> What to work on: Rewrite all of the material below, requests included, scaling each point coordinate in the answers by 1.55 and rounding to whole numbers with halves rounded up; the requests and their format samples stay unchanged. Leave the pictures out of your answer.

Records from a dataset:

####

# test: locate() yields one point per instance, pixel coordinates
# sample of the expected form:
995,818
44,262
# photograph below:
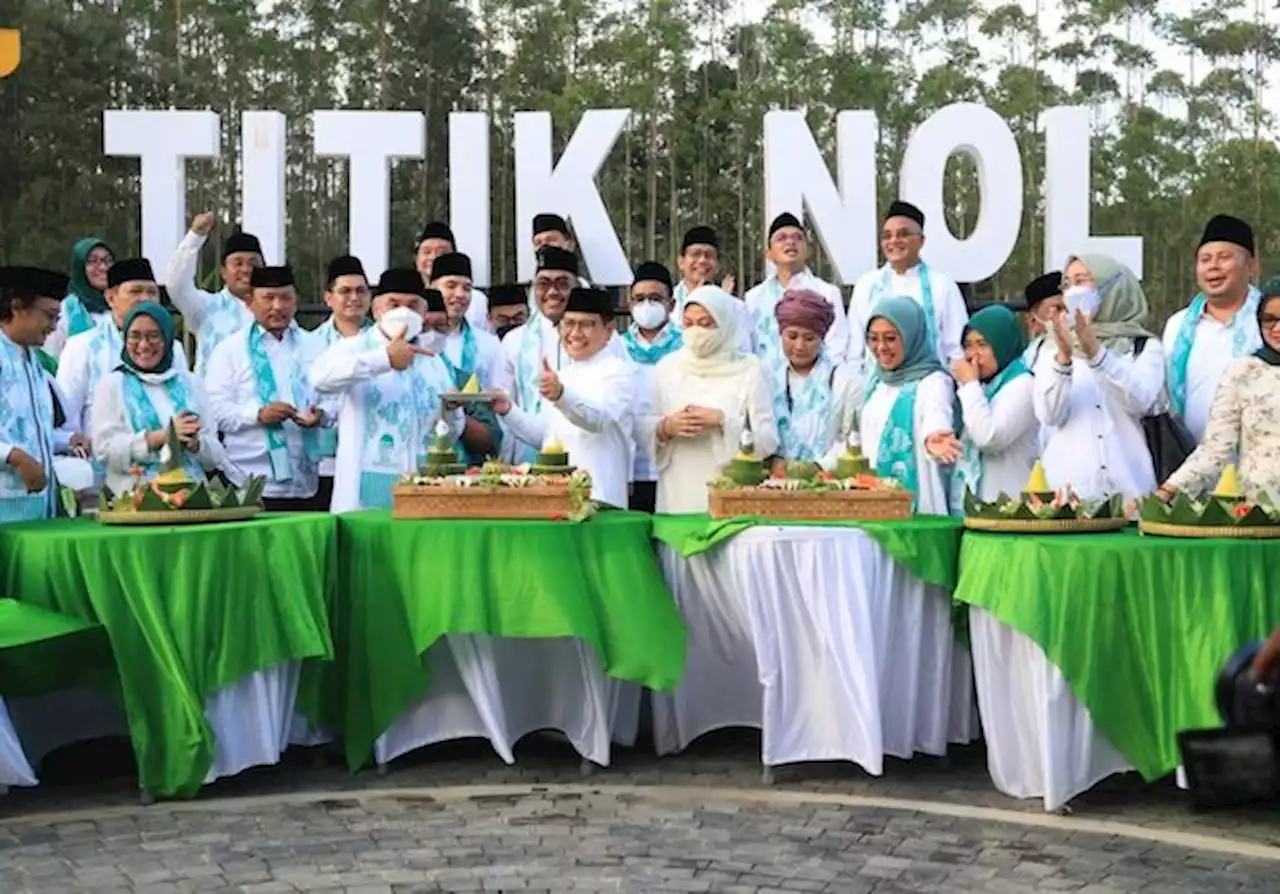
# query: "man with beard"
211,316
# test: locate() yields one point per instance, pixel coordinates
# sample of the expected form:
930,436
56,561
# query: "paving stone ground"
356,835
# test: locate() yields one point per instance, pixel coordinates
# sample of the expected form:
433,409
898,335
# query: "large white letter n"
568,188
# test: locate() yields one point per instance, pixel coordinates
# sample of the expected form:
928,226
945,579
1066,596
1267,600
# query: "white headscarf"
725,359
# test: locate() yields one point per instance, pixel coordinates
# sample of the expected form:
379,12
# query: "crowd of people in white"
937,400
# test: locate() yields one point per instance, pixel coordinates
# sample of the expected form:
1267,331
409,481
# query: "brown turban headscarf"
805,309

####

> Completed exercise:
# test: locate() yields one point per instance, pixel coordinates
# sample of the expected form:
995,818
44,262
# photograph below:
# query: "man with beard"
327,490
# test: locate() yields one point per instance, pixel coordinates
# sample of the expected form:
930,436
56,561
# query: "paving stone ground"
552,1294
# test: locate() yields one point per instance, pixel coordinates
# sample of the expected form:
433,409
898,335
# query: "large white letter n"
880,291
# test: locate() yields one point per instance, pixel coordinates
# sample of the expected form:
928,226
945,579
1066,596
1267,600
# query: "white headscarf"
1124,556
# test: locate() yields one point per instance, pixel coordinates
# sample of the expected form:
379,12
# query: "crowd of people in white"
1452,620
# test: locate() yields one point per instance, pixel coordinates
# sample of the expected form:
1267,331
409,481
# query: "brown turban headscarf"
1248,479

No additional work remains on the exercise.